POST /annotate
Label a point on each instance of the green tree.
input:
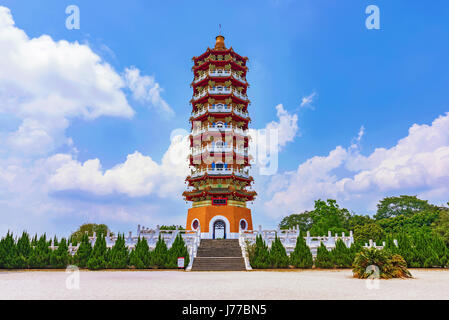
(328, 216)
(8, 252)
(40, 254)
(259, 256)
(118, 256)
(172, 227)
(60, 257)
(441, 225)
(363, 233)
(140, 256)
(301, 257)
(278, 255)
(83, 253)
(358, 221)
(177, 250)
(90, 228)
(303, 220)
(323, 258)
(23, 251)
(418, 221)
(341, 255)
(98, 258)
(159, 256)
(402, 205)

━━━━

▶ _Exercise aim_
Please reproduce all of the lines above word for word, omitting the picture.

▶ _Output for this task_
POST /annotate
Label a point on each instance of the green tree.
input:
(328, 216)
(8, 252)
(40, 254)
(259, 256)
(118, 256)
(172, 227)
(60, 257)
(441, 225)
(363, 233)
(140, 256)
(301, 257)
(278, 255)
(83, 253)
(358, 221)
(177, 250)
(90, 228)
(303, 220)
(323, 258)
(23, 251)
(418, 221)
(341, 255)
(98, 258)
(159, 256)
(402, 205)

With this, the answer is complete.